Collected data:
· · · · · · ·

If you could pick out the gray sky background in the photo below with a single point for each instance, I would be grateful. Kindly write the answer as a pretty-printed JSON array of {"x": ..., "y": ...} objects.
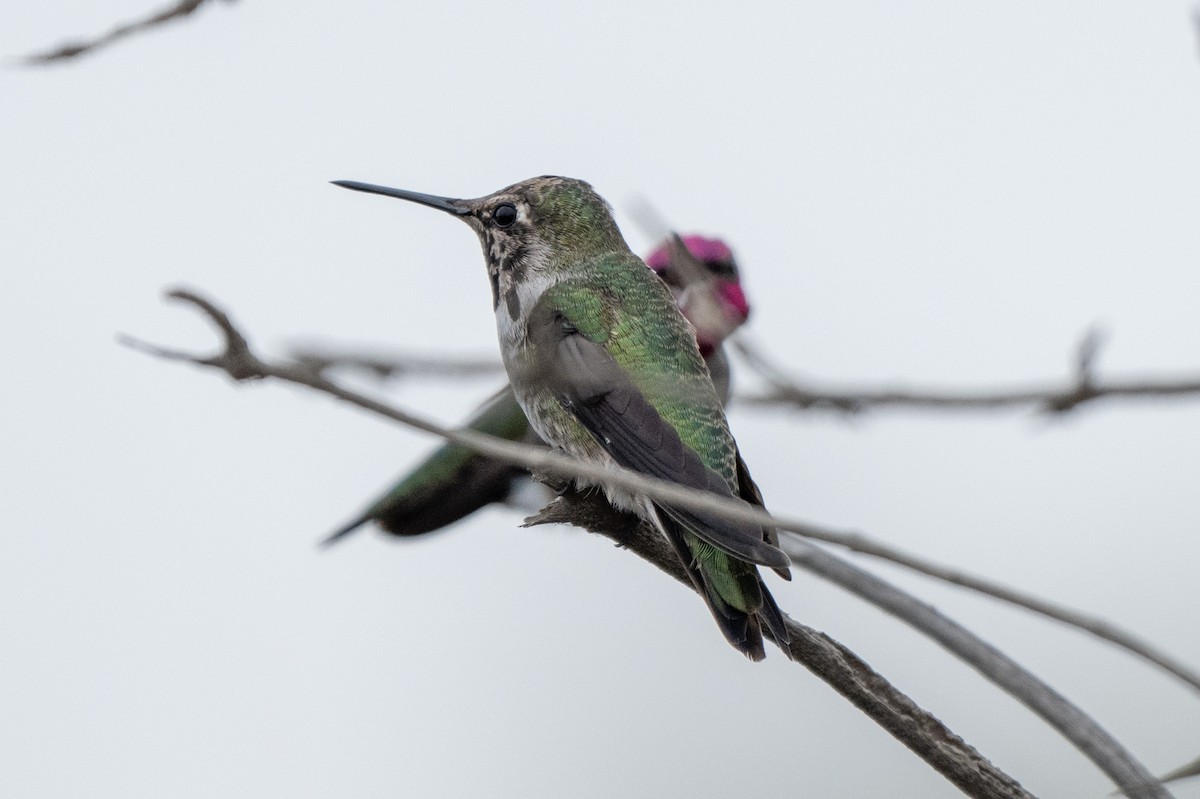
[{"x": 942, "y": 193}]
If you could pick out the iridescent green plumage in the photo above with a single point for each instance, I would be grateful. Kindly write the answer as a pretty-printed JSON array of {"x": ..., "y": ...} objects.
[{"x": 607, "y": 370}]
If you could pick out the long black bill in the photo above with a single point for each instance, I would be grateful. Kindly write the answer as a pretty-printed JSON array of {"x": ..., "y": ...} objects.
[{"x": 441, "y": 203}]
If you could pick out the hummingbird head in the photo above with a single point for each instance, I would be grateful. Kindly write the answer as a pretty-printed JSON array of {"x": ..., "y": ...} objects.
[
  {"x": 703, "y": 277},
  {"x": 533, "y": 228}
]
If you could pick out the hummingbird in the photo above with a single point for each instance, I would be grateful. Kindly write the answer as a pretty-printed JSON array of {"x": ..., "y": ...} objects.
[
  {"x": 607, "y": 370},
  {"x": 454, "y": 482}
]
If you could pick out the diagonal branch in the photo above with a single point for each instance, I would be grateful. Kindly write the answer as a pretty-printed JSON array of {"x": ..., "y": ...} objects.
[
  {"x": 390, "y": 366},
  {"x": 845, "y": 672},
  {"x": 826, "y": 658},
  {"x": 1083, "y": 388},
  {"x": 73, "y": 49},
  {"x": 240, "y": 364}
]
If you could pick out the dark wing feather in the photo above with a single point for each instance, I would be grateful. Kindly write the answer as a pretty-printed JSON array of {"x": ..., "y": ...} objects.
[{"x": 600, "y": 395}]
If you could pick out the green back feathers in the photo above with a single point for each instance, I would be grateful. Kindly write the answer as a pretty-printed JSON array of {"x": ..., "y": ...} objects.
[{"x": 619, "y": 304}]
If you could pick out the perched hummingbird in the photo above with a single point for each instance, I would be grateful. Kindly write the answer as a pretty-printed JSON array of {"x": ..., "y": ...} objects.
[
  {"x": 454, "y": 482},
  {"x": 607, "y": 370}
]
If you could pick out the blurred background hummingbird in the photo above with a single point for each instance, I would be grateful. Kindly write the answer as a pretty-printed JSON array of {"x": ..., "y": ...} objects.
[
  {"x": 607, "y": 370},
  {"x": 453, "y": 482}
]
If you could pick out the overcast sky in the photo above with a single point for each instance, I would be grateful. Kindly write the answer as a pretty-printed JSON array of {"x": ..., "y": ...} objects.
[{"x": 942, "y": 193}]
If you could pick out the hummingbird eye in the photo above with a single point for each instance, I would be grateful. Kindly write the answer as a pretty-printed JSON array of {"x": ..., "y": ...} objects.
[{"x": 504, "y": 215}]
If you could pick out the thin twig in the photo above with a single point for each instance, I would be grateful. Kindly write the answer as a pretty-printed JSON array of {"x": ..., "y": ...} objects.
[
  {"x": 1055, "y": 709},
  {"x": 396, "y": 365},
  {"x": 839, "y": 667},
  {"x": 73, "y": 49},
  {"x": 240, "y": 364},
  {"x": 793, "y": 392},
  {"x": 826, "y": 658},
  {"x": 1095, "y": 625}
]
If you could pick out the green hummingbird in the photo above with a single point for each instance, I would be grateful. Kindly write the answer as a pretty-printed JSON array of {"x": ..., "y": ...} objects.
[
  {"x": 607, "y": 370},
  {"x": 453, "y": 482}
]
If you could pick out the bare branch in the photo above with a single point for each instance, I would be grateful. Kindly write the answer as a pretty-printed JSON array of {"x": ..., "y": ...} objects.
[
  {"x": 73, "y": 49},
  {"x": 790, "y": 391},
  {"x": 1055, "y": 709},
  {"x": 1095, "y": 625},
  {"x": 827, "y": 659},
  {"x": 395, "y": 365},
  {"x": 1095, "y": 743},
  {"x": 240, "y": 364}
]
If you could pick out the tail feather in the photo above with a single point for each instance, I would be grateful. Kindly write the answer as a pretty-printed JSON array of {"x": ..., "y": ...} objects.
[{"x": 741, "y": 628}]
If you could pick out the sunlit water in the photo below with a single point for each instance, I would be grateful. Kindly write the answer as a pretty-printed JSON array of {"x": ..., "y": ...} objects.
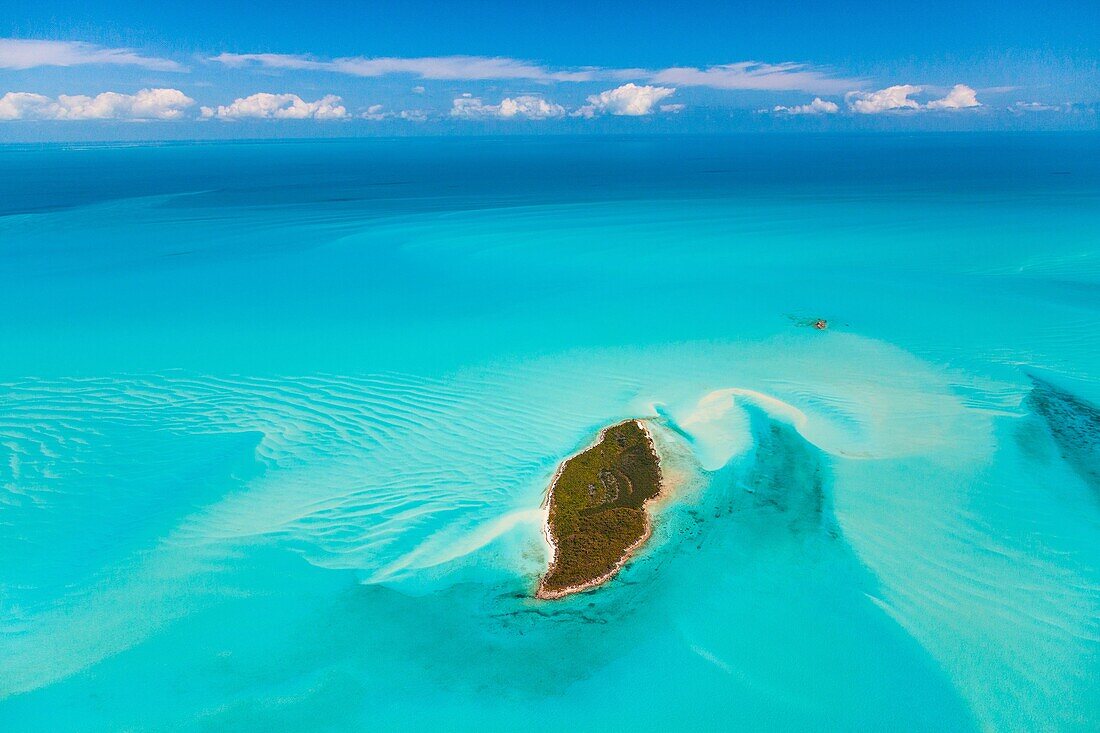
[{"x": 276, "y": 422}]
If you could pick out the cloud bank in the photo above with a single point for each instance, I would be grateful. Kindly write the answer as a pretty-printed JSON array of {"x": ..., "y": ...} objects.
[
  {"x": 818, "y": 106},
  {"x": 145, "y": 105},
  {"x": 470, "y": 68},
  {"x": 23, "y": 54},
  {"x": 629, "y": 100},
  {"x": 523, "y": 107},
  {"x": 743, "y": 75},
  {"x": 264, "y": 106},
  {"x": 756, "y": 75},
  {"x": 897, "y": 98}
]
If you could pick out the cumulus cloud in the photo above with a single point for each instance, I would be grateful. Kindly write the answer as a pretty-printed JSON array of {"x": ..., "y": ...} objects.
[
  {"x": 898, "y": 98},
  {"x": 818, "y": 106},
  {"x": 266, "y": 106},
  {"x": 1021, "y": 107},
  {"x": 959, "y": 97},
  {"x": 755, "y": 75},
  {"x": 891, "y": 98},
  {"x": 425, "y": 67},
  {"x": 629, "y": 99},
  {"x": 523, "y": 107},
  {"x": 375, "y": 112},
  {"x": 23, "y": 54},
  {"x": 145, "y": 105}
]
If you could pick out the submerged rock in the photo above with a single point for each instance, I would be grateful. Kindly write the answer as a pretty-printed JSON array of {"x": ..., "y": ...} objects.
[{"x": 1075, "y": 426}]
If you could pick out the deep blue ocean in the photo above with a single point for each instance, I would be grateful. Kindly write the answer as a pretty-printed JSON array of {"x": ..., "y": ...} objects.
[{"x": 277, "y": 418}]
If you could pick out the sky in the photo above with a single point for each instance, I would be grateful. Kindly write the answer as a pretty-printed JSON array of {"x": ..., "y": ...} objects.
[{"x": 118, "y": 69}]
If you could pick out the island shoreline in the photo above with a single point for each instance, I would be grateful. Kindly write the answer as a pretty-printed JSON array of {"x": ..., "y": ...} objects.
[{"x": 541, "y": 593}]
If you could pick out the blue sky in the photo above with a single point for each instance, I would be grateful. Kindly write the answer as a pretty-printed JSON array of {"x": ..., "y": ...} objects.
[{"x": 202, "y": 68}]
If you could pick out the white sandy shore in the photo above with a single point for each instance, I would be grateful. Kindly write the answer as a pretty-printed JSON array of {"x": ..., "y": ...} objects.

· · · · · · ·

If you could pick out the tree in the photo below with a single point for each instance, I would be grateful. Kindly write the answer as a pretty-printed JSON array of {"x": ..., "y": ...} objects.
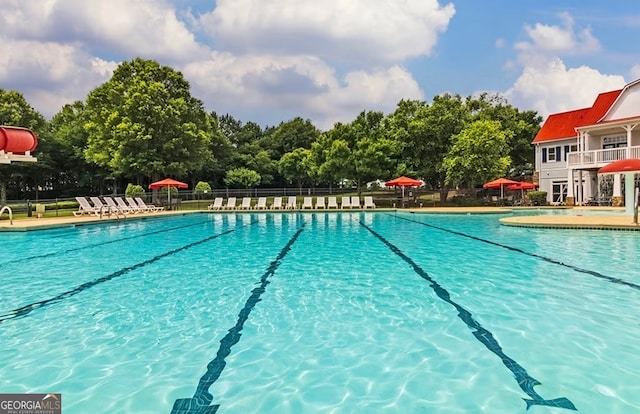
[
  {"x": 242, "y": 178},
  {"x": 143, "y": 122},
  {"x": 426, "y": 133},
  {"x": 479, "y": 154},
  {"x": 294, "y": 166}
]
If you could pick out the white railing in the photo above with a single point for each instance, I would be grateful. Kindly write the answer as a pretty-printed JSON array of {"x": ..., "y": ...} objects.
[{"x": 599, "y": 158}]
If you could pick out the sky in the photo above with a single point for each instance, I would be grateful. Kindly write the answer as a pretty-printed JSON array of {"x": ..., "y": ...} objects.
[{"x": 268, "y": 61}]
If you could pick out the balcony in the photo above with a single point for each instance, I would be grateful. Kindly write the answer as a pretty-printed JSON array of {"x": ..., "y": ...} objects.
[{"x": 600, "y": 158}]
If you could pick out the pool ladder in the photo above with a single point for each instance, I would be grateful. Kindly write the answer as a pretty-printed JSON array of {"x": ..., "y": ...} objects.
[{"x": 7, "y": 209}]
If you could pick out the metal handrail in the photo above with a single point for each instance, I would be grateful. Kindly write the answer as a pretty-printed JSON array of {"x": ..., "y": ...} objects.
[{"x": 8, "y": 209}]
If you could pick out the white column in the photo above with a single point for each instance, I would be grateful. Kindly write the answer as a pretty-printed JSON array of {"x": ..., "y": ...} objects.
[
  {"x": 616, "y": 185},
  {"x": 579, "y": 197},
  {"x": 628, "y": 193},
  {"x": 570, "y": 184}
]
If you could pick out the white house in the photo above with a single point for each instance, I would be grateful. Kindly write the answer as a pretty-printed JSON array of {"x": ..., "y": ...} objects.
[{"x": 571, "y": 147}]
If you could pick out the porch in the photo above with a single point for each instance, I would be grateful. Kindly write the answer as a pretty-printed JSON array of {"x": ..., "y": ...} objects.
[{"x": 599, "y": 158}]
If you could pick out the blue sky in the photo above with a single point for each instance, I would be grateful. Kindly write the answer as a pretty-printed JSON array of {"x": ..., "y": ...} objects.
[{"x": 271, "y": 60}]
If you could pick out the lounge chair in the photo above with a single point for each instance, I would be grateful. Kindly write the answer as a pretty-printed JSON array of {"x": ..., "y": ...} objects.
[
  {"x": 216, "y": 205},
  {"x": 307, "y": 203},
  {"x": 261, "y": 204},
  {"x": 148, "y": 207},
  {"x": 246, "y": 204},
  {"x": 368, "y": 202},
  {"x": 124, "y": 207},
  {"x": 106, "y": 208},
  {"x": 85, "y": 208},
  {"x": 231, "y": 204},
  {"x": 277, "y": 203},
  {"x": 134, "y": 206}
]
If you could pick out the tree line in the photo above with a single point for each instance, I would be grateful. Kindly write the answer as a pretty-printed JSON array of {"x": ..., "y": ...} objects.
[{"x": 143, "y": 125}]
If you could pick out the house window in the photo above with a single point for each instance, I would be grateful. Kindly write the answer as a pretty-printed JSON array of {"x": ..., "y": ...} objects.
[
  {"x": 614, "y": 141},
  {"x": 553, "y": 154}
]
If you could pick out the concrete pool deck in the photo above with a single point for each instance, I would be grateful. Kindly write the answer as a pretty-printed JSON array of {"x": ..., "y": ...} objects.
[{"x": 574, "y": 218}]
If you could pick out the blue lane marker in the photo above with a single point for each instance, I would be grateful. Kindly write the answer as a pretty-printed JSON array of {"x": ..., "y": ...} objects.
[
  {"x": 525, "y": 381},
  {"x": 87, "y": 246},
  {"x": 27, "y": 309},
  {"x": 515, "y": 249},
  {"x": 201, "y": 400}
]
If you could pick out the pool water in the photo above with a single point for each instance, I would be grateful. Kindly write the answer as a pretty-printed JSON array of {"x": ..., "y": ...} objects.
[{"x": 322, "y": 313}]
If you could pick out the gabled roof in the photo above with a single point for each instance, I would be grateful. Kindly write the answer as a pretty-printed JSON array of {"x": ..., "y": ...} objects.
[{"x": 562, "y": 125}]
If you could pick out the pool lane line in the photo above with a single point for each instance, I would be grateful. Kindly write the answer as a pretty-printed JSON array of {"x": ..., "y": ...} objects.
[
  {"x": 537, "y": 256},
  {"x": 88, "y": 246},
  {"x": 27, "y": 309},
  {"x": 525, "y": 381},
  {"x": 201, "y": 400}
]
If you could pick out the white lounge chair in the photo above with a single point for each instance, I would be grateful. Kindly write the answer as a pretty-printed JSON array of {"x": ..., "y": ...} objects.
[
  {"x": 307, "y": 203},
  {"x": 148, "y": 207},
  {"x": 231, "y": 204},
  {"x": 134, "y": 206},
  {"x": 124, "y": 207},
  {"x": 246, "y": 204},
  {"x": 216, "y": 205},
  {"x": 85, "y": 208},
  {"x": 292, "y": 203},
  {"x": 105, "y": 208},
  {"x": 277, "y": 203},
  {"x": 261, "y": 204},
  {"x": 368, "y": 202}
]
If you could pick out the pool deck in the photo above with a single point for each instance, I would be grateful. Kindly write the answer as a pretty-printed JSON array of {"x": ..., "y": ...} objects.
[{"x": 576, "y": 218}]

· · · · · · ·

Please count the lines in the collected data above that contain the word "blurred", and give only the number.

1